• _DATASET RECORDS_
"""

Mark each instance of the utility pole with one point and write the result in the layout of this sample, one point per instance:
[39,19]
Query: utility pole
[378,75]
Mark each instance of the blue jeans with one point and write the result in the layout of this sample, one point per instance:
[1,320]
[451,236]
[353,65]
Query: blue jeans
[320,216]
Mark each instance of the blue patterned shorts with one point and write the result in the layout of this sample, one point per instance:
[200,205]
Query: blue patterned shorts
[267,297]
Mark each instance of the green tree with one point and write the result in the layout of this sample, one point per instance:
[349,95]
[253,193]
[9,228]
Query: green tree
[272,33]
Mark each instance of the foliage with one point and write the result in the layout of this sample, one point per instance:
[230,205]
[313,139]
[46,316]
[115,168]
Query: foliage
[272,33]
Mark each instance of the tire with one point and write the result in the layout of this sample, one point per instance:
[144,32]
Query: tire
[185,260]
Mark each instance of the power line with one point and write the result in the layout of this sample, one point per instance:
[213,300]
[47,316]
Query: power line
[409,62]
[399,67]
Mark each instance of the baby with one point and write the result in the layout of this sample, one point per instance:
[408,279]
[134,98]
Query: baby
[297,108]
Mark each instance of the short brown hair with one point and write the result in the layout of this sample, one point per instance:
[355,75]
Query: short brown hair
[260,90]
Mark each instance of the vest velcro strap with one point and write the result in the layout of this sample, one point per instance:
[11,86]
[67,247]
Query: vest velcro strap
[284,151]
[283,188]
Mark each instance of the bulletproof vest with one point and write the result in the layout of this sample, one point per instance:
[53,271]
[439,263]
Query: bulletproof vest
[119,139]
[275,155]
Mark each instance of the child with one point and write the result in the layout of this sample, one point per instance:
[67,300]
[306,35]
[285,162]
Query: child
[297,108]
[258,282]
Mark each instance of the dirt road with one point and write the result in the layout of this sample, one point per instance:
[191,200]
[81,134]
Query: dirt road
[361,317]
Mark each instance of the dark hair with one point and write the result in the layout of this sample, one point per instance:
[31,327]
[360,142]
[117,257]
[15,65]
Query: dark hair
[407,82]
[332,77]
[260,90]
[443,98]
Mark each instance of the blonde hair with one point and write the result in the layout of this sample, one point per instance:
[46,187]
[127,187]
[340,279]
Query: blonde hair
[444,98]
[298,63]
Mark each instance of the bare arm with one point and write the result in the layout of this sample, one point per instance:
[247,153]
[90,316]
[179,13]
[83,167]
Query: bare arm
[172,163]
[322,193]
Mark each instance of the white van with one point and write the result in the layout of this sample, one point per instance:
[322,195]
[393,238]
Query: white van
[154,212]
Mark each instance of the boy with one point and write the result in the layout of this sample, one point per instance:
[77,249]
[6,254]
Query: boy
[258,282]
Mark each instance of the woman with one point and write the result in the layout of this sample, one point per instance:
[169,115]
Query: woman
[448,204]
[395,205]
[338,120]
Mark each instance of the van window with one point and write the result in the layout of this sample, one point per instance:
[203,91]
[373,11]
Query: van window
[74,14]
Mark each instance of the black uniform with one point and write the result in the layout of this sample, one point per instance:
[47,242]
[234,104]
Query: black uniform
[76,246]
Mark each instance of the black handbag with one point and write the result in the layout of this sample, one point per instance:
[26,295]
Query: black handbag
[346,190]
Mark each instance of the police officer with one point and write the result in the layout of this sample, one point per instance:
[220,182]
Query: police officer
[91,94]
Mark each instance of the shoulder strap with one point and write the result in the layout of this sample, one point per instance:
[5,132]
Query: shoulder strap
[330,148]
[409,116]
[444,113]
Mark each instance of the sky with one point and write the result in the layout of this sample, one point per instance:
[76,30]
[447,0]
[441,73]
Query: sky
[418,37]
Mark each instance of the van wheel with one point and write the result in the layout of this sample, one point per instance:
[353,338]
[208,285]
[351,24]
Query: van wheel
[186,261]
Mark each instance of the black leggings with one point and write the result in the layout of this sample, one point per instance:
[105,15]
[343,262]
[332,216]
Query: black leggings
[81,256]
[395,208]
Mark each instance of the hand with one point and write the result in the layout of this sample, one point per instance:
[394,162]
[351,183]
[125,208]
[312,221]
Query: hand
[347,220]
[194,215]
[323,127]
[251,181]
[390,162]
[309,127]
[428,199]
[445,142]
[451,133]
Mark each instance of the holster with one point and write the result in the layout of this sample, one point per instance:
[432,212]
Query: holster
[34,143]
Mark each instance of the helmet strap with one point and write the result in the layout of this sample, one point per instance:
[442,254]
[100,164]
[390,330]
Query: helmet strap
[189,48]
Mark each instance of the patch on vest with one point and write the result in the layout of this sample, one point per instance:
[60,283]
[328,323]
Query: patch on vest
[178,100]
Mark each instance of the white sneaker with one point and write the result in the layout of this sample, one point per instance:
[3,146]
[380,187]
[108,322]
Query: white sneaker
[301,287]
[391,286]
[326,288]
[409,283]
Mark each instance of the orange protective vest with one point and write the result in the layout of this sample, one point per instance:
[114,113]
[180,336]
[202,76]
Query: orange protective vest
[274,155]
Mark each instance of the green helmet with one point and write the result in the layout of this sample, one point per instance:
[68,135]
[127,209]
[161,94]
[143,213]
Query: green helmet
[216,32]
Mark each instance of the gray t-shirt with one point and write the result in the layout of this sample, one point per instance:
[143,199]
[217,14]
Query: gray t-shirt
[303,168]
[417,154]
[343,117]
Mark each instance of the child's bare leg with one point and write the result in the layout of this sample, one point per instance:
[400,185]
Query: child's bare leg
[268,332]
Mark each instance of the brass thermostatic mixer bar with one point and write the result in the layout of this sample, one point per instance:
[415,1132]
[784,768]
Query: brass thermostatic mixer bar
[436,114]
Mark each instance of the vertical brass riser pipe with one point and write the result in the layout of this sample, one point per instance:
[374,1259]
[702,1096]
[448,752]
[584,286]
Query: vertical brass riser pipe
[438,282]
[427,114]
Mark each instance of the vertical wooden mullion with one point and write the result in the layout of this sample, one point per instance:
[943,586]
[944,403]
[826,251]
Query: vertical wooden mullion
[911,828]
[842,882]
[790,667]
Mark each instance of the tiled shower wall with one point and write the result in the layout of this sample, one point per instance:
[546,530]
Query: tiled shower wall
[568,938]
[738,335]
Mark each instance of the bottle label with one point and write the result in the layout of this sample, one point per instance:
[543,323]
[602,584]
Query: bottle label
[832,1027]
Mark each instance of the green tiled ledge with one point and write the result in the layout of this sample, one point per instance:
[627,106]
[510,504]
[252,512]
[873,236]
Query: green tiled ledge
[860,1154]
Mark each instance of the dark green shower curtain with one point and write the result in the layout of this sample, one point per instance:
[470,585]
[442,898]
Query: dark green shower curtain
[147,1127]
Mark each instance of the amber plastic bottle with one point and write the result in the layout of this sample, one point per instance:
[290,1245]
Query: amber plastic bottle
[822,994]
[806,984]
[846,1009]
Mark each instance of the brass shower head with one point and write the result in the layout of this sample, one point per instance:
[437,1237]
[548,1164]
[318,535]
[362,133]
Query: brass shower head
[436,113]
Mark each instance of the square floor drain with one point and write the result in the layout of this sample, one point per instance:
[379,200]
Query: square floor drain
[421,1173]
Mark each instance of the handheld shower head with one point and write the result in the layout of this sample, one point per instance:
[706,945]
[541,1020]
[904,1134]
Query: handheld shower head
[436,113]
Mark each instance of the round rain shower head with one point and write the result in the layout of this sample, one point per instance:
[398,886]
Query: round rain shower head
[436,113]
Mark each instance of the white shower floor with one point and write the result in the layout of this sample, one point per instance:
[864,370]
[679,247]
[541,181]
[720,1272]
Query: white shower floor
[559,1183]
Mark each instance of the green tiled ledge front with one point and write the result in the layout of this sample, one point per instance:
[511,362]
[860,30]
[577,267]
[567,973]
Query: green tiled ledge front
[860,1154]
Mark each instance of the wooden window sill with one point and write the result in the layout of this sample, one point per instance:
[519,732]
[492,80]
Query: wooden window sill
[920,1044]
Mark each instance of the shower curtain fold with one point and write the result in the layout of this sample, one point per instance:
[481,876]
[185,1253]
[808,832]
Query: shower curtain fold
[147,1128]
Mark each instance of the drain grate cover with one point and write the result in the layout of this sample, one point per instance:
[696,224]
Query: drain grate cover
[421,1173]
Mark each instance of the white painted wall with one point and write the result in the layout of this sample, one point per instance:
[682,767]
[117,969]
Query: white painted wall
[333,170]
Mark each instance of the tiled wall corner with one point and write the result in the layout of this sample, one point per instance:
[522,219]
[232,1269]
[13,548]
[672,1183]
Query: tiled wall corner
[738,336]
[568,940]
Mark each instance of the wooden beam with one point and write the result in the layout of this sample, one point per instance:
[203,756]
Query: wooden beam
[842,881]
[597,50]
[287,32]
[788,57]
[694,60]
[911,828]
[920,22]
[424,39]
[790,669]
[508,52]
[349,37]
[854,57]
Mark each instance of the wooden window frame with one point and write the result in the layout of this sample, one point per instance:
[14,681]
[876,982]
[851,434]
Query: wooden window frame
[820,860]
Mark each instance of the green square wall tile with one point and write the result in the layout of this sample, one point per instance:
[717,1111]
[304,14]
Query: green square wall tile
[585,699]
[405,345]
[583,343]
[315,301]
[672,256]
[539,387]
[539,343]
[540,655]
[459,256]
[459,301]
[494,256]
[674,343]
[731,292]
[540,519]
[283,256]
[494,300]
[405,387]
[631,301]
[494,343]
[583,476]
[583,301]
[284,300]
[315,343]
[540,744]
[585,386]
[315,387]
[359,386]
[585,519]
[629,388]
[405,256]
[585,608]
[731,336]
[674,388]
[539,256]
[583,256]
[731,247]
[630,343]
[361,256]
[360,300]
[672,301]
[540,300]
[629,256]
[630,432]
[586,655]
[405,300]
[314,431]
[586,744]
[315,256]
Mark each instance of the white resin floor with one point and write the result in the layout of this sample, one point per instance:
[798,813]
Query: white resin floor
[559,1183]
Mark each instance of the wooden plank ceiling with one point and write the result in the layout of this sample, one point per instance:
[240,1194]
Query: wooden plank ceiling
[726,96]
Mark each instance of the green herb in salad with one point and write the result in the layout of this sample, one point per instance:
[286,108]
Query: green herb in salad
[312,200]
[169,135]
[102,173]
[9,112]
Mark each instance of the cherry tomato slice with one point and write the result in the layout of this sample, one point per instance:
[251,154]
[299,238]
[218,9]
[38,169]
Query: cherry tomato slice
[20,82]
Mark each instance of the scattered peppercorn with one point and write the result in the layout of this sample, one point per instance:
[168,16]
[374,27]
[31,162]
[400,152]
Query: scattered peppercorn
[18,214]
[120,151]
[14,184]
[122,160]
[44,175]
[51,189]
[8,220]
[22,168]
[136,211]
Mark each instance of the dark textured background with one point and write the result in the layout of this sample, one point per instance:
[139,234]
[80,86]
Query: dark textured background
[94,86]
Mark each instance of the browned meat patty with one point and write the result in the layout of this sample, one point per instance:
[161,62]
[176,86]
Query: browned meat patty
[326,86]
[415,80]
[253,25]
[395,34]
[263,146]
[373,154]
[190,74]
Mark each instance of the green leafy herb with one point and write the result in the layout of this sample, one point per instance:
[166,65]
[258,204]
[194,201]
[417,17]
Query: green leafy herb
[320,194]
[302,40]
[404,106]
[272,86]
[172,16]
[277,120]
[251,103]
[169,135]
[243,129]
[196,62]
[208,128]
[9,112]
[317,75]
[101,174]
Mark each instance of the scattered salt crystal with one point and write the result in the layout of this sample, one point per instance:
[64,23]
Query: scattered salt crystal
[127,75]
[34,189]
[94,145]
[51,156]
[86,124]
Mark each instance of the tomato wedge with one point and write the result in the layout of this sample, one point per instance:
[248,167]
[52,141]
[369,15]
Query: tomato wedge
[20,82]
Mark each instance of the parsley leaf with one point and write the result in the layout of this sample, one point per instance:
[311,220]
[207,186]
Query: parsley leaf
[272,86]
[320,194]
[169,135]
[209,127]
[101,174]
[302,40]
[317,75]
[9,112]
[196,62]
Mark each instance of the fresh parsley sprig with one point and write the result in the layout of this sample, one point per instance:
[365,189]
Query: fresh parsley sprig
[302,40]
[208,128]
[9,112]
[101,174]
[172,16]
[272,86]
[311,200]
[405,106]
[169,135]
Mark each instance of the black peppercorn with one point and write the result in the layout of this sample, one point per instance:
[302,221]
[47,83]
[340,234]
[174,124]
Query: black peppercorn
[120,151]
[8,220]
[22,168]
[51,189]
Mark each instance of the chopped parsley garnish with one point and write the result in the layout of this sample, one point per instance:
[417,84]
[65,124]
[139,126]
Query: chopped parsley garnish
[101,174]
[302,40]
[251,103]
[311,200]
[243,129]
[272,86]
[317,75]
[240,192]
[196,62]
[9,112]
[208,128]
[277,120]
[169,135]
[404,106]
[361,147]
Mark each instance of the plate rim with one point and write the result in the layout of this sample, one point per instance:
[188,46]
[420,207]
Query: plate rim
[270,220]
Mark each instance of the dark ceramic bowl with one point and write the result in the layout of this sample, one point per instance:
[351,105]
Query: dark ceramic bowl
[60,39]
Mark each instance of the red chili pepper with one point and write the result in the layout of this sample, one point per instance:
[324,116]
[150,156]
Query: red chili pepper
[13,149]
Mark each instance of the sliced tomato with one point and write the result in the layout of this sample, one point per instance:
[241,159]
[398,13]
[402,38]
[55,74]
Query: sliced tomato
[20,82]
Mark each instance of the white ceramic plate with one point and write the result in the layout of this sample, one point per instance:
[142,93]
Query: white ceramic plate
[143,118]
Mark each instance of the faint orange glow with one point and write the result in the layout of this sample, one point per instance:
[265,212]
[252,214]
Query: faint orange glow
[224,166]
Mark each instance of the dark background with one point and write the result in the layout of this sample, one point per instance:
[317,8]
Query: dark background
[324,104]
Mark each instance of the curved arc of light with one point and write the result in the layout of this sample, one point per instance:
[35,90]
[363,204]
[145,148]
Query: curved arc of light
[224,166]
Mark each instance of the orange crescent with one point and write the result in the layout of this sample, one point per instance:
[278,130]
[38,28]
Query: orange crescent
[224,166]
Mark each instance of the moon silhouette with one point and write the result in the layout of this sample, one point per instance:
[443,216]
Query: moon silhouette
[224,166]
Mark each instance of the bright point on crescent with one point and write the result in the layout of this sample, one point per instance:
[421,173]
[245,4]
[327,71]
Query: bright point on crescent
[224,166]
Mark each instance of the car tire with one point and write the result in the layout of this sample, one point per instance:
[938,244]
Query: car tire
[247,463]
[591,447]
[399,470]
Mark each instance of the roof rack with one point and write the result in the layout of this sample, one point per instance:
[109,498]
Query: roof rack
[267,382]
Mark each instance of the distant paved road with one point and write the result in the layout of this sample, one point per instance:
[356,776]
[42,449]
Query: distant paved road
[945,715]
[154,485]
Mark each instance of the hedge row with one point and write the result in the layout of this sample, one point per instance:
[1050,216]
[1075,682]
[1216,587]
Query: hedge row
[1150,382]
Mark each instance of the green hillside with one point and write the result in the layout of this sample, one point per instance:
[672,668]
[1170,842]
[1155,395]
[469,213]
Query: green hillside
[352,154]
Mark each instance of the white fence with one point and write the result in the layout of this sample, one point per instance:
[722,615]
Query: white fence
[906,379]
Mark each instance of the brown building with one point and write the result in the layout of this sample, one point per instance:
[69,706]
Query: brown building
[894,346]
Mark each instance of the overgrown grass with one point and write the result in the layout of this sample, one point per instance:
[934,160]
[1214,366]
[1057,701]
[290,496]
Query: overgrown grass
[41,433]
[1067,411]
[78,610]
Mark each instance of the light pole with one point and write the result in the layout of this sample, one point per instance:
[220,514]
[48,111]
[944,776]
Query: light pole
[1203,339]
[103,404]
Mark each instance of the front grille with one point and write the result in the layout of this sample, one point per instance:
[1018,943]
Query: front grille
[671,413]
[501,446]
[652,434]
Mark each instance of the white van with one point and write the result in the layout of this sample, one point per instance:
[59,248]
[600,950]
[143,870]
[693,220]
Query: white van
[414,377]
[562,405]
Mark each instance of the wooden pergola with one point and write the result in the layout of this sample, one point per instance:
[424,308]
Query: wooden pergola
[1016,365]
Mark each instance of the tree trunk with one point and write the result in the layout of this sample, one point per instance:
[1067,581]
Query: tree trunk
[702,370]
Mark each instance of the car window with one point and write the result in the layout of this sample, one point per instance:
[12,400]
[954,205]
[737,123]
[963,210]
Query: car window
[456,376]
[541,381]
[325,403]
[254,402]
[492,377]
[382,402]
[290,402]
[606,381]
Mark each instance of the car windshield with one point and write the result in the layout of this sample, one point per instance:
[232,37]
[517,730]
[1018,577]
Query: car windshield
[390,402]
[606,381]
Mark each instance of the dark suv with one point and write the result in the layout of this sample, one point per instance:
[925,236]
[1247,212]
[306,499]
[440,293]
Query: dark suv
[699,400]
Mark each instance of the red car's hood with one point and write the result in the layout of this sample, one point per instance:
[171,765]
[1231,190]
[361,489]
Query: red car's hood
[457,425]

"""

• _STATED TASK_
Every line from the one containing "Mark each instance of the wooden pergola" through the last line must be copied exactly; leave out the rest.

• _TASK SOLUTION_
Mark each instance of the wooden pergola with one point and write the result in the layout of this sample, one point per instance:
[424,308]
Query: wooden pergola
[1016,365]
Mark each instance of the tree trunk with one point and write the result in the layout of this sample, one point per instance:
[1067,581]
Query: tree trunk
[702,370]
Mark each instance of the car window with one point and write the result in the layout of this sample, one point per instance:
[12,400]
[954,205]
[737,123]
[963,210]
Query: car window
[456,376]
[541,381]
[325,403]
[254,402]
[492,377]
[382,402]
[290,402]
[606,381]
Mark each instance of the car windshield with one point and write the result in the layout of this sample, one point per instance:
[232,37]
[517,730]
[1018,577]
Query: car windshield
[390,402]
[606,381]
Mark each instance of the dark suv with one point and write the result in the layout of this sample, one point per instance:
[925,236]
[1247,212]
[306,499]
[440,293]
Query: dark suv
[699,400]
Mark each instance of the red car's hood with one point and write the result in the layout of this sample, one point per instance:
[171,765]
[1231,190]
[361,489]
Query: red car's hood
[457,425]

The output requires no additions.